Exercise details :: How do the lines below between the ones holding "Task: mark one dot on every instance of the crowd" and "Task: mark one dot on every instance of the relief", inclusive, read? Give them again exactly, with no other lines.

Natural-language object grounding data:

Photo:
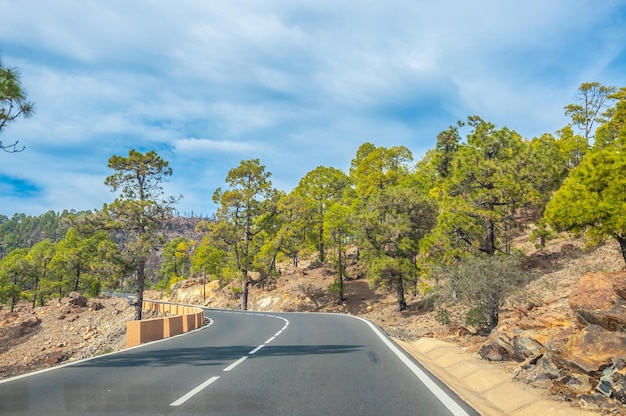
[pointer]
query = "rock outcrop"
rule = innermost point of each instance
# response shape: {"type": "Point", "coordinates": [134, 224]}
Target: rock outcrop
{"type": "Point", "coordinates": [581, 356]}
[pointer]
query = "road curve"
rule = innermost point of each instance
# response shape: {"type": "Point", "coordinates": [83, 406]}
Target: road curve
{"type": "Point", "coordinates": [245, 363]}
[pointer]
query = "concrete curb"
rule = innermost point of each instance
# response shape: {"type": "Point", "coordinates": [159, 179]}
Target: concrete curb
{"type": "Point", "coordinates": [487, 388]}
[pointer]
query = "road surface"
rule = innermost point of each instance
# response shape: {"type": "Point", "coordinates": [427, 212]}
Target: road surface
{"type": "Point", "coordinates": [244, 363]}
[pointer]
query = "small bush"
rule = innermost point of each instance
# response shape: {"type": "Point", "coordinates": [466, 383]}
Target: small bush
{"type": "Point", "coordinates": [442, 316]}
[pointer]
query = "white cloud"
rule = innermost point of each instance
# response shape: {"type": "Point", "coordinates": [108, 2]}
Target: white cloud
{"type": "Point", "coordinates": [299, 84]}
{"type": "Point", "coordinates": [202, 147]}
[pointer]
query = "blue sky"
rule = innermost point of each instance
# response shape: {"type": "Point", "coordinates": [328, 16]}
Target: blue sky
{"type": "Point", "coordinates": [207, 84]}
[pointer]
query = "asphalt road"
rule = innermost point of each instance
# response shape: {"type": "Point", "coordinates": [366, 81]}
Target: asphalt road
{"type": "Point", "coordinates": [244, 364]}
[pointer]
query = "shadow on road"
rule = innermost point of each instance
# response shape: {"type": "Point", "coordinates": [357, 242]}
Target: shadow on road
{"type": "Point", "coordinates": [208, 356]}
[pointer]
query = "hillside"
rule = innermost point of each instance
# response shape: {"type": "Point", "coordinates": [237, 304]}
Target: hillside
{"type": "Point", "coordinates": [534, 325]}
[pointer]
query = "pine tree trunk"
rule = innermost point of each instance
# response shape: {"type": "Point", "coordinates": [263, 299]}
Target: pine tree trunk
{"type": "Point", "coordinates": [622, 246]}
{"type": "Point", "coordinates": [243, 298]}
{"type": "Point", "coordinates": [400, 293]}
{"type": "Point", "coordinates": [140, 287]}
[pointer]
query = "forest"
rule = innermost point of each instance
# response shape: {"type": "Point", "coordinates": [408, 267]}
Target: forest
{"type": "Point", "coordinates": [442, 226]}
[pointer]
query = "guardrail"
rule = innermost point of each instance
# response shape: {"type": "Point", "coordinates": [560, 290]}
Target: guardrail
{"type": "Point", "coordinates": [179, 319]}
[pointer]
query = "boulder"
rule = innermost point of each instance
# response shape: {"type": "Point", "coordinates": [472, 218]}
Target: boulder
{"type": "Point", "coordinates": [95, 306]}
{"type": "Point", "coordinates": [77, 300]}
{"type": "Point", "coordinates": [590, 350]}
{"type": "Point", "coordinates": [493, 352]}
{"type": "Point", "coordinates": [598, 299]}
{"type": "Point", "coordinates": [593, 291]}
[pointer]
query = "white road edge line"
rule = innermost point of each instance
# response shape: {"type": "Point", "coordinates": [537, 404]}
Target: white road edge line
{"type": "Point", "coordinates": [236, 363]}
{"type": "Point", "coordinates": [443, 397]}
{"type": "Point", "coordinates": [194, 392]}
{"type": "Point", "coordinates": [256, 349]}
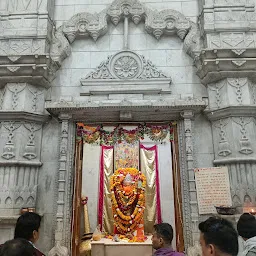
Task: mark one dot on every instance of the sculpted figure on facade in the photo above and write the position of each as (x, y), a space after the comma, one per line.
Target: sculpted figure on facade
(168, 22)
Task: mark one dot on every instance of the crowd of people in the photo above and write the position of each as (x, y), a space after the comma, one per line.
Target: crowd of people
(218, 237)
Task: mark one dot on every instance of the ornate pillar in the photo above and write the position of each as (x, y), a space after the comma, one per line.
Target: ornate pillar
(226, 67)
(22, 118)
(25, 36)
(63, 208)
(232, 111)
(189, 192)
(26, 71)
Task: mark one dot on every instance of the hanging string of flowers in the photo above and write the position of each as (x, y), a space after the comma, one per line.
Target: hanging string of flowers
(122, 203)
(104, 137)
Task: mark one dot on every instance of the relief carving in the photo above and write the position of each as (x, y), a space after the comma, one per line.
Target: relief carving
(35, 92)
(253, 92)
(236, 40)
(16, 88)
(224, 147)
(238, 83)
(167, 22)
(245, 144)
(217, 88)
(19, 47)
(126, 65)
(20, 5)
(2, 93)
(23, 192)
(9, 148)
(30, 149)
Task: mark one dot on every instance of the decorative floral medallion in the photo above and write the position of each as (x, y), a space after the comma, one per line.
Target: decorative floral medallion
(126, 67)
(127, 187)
* * *
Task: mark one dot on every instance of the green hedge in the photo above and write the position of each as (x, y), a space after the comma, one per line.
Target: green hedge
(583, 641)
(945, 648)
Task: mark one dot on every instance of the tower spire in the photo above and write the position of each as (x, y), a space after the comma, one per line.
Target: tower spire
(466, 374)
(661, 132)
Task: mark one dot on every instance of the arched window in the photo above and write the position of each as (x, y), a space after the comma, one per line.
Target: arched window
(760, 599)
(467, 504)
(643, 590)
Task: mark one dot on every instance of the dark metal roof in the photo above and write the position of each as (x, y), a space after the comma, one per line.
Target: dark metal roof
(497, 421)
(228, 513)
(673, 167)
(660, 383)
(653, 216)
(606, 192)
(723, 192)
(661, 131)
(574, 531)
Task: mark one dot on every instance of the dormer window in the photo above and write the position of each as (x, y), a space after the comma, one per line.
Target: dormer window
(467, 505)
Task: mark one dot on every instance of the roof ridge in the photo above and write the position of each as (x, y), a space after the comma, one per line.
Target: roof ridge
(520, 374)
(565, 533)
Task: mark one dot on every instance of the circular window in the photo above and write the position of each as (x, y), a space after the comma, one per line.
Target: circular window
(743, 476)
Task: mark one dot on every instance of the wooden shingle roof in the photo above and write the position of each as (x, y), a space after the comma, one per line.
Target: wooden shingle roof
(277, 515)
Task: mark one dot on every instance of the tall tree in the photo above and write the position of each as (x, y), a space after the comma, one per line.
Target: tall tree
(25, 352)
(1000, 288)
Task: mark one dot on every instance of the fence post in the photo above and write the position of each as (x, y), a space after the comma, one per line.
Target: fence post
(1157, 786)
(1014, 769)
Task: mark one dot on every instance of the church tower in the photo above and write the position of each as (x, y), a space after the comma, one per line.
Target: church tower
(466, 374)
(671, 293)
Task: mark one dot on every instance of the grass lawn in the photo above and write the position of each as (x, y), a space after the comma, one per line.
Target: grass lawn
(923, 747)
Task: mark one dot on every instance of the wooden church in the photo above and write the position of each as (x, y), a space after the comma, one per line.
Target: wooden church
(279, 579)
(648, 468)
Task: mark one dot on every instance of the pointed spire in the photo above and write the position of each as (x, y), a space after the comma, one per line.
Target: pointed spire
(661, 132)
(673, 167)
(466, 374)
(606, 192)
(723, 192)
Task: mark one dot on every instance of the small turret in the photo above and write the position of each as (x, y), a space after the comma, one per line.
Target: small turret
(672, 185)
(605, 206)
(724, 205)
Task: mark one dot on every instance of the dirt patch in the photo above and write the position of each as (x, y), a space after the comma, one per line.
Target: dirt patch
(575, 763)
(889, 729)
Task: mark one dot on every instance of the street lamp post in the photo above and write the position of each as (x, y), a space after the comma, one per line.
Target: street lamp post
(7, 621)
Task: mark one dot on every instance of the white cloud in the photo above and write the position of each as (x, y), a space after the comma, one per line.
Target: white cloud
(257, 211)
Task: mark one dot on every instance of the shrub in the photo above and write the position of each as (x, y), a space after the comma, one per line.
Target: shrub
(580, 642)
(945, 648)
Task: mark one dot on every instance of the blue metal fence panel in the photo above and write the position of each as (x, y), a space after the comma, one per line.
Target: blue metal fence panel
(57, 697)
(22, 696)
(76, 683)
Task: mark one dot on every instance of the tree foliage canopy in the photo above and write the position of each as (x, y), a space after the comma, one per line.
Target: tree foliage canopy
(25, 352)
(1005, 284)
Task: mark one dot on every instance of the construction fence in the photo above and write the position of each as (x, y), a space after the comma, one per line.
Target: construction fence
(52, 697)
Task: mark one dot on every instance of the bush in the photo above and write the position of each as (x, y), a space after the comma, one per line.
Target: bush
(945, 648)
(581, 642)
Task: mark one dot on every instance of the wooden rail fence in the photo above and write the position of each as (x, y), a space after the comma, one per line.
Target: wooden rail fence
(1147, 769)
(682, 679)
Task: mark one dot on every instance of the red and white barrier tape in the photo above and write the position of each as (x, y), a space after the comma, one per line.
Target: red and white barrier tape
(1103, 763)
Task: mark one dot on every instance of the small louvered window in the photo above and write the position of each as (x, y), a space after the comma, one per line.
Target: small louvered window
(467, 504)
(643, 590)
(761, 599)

Answer space ::
Task: mark one dot on every instance of the crowd of people in the photo above and write the position of each as (x, y), a space after the comma, one per line.
Target: crowd of people
(218, 237)
Task: mark one dot on every instance of the ornate pillar in the photo above and write the position of each as (x, y), a space after the comma, one per line.
Target: ornate pillar
(226, 67)
(22, 118)
(25, 36)
(63, 208)
(232, 111)
(189, 192)
(26, 71)
Task: mark one dot on every instance of the hanging string of flowers in the photo above and write the position of each as (x, y), a space after the comma, one per line.
Target: hanging string of flowers
(122, 203)
(104, 137)
Task: mark one dot on every instance of the relief carving in the photo above and write the position of each as (x, y), a space after the comma, one per line.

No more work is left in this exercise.